> Your objective
Would you set down every entry shown below, precisely as written?

> Information shown
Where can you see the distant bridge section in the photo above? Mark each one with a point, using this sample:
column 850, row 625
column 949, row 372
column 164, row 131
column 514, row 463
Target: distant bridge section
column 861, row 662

> Answer for the task
Where can you see the distant bridge section in the photo above? Mark each one with a point, using this sample:
column 850, row 625
column 949, row 372
column 164, row 131
column 514, row 463
Target: distant bridge section
column 861, row 662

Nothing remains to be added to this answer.